> [TO DO]:
1. Transcribe the part of the profile of Jacques Sebisaho that opens with the words containing "Jacques Sebisaho, MD,  is" and closes with "of the continent.".
2. In one to three sentences, explain what Sebisaho found when he returned to Idjwi that left him shattered, according to the profile of Jacques Sebisaho.
3. Answer these questions from the profile of Jacques Sebisaho:
(a) Where is Idjwi island located?
(b) Where did Sebisaho work after leaving the DRC?
(c) What fellowship is Sebisaho listed as holding?

> [PAGE TEXT]:
□ □ □ □ □

Jacques Sebisaho

Health | Congo, Democratic Republic of the (Zaire)

2013 New Voices Fellow

Jacques

Jacques Sebisaho, MD,  is from one of the remotest places in Africa:  Idjwi island in Lake Kivu between the Democratic Republic of Congo and Rwanda.

While neighboring countries have been beset by wars and violence Idjwi has remained a peaceful oasis, albeit one left behind by many development advances that have been made in better-known areas of the continent.

Sebisaho, who left the DRC and eventually worked at the Columbia University Medical Center in New York, returned to Idjwi and was shattered by what he found in what he calls “a forgotten place”.

“The people of Idjwi had nothing – no clothes, no running water, no electricity and most importantly, no hospital,” Sebisaho says, describing the start of his project to build up health care services on the island that he hopes will one day serve as a model for other communities in Africa’s Great Lakes region.

“We no longer live in an era where solutions come exclusively from “Technical Experts”. Traditional leadership in the developing world tends to speak first; modern leadership must learn to listen first. When we made this a reality in Idjwi, we knew we were having an impact,” he says.

□ □ □ □ □

> [INFORMATION GIVEN]:

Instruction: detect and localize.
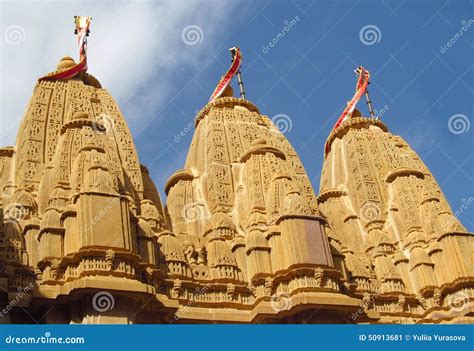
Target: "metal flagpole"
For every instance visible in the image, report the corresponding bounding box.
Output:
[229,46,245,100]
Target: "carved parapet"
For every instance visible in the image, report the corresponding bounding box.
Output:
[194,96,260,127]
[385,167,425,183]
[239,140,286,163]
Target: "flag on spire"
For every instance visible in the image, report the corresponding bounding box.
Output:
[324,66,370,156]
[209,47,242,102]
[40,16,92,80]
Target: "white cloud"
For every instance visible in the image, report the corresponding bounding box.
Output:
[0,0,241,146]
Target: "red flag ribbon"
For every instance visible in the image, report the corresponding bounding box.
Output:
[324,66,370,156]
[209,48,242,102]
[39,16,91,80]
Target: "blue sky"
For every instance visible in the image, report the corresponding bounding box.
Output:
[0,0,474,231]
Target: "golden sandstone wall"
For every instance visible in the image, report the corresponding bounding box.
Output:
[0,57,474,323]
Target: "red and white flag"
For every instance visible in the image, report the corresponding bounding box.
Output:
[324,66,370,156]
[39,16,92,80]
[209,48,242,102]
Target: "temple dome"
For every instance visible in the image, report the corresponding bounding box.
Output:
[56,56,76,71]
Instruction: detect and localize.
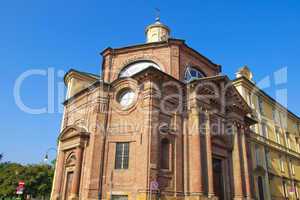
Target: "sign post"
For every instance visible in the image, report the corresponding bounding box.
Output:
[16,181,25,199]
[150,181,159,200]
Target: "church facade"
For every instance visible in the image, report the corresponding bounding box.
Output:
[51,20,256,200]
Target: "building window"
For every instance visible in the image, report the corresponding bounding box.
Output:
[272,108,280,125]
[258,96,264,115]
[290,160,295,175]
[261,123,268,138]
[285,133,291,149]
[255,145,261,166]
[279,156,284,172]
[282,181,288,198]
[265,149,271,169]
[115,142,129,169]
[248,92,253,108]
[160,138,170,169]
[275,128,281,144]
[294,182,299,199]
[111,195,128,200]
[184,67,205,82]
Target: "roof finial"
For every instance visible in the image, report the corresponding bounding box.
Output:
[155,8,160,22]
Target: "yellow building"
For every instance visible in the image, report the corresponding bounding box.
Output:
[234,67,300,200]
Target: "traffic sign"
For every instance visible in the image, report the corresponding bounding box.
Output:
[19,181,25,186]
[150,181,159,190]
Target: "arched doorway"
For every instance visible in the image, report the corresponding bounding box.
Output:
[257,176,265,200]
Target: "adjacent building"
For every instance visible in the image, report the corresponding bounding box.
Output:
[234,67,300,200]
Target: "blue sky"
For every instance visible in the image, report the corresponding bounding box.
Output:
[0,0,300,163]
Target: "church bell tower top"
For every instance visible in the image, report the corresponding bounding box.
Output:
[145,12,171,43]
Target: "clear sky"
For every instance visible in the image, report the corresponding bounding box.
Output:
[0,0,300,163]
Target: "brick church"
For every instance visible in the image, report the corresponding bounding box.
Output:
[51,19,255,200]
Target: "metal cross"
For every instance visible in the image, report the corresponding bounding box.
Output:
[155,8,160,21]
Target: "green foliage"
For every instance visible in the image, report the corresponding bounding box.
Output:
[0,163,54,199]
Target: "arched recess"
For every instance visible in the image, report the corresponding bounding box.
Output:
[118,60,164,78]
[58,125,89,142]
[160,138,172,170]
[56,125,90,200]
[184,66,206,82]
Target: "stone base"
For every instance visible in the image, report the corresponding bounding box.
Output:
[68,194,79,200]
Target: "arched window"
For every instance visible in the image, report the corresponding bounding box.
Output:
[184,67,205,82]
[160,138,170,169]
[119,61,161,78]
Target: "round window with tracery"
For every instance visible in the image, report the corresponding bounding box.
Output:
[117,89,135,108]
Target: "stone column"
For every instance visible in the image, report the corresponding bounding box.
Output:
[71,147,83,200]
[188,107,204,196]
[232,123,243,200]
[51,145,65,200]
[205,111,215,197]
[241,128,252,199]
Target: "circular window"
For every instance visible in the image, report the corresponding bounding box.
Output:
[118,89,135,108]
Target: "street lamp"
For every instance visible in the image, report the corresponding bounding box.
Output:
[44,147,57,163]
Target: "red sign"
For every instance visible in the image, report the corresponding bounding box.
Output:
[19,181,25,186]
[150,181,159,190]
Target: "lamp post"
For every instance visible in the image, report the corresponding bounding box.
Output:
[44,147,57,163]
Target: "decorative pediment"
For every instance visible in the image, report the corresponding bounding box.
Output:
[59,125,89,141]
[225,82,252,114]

□ □ □ □ □

> [OUTPUTS FOR THE TASKS]:
1.
Jacques Sebisaho, MD,  is from one of the remotest places in Africa:  Idjwi island in Lake Kivu between the Democratic Republic of Congo and Rwanda.

While neighboring countries have been beset by wars and violence Idjwi has remained a peaceful oasis, albeit one left behind by many development advances that have been made in better-known areas of the continent.

2. He found that the people of Idjwi had nothing. They had no clothes, no running water, no electricity and, most importantly, no hospital.

3.
(a) Idjwi is in Lake Kivu, between the Democratic Republic of Congo and Rwanda.
(b) He worked at the Columbia University Medical Center in New York.
(c) He is listed as a 2013 New Voices Fellow.